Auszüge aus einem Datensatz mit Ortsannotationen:
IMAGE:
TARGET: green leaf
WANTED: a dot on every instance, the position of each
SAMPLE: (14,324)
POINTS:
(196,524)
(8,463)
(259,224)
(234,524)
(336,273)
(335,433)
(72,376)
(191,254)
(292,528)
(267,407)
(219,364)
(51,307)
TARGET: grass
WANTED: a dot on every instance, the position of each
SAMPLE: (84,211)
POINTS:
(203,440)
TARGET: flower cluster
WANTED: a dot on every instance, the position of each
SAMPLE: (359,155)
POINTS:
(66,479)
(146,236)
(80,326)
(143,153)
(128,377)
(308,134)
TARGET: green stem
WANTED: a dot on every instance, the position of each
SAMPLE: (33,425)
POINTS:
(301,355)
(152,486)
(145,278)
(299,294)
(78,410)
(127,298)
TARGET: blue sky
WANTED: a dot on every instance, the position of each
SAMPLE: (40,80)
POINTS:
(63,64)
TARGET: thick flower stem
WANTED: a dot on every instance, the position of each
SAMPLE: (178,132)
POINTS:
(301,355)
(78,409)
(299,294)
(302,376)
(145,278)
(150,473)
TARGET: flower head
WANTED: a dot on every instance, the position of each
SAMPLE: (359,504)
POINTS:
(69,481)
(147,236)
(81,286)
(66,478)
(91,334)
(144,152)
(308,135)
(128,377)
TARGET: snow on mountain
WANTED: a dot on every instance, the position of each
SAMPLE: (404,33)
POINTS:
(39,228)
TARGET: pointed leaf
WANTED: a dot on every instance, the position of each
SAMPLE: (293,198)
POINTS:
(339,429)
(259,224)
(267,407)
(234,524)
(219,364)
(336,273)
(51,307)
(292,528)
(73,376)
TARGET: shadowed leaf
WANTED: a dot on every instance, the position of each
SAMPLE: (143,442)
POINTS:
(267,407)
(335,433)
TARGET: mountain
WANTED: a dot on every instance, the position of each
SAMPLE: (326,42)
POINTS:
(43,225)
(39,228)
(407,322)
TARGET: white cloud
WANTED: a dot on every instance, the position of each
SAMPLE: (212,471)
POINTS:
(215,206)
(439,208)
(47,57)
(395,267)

[AUFGABE]
Gib sämtliche Zeilen der Einträge oben erneut aus, auch TARGET, WANTED und SAMPLE, und verschiebe dabei jeden x- und y-Wert der Koordinaten unter POINTS um +132. Die Werte bei SAMPLE bleiben unverändert.

[LÖSUNG]
IMAGE:
TARGET: green leaf
WANTED: a dot on every instance, the position of each
SAMPLE: (14,324)
POINTS:
(328,656)
(140,595)
(391,356)
(366,656)
(468,405)
(467,565)
(204,508)
(323,386)
(424,660)
(399,539)
(351,496)
(183,439)
TARGET: grass
WANTED: a dot on every instance, the position of each
SAMPLE: (84,211)
POINTS:
(335,572)
TARGET: flower cluster
WANTED: a dot on every instance, the position of each
SAMPLE: (359,155)
POINTS:
(198,611)
(278,368)
(212,458)
(275,285)
(260,509)
(440,266)
TARGET: green stem
WANTED: a dot on every instance, the position of each
SAMPLE: (33,425)
POINTS:
(433,487)
(284,618)
(277,410)
(431,426)
(210,542)
(259,430)
TARGET: blue sky
WANTED: a dot on every instance, the position of each
SAMPLE: (40,80)
POINTS:
(195,196)
TARGET: thick flower stem
WANTED: a dot on every instance, the position of each
SAMPLE: (178,132)
POINTS:
(433,487)
(210,541)
(431,426)
(434,508)
(277,410)
(282,605)
TARGET: flower head
WANTED: a dot on every instance, the position of each
SAMPLE: (359,504)
POINTS:
(201,613)
(279,368)
(213,418)
(198,610)
(223,466)
(276,284)
(440,267)
(260,509)
TARGET: snow on mountain
WANTED: a dot on every instance, the position of each
SAMPLE: (404,33)
POINTS:
(171,360)
TARGET: pointed leaf
WANTED: a dot on every instance, the position of each
SAMPLE: (293,198)
POINTS:
(471,561)
(391,356)
(399,539)
(366,656)
(351,496)
(468,405)
(183,439)
(424,660)
(205,508)
TARGET: shadowed leaf
WANTED: a dot on every instance, the position of each
SAMPLE: (143,442)
POINTS:
(399,539)
(467,565)
TARGET: mountain
WANTED: a dot on every instance, the position of each
SAMPLE: (326,42)
POINTS:
(175,357)
(171,360)
(539,454)
TARGET: white cloud
WANTED: a dot on every instance, the position of each
SAMPLE: (212,471)
POINTS:
(347,338)
(571,340)
(179,189)
(527,399)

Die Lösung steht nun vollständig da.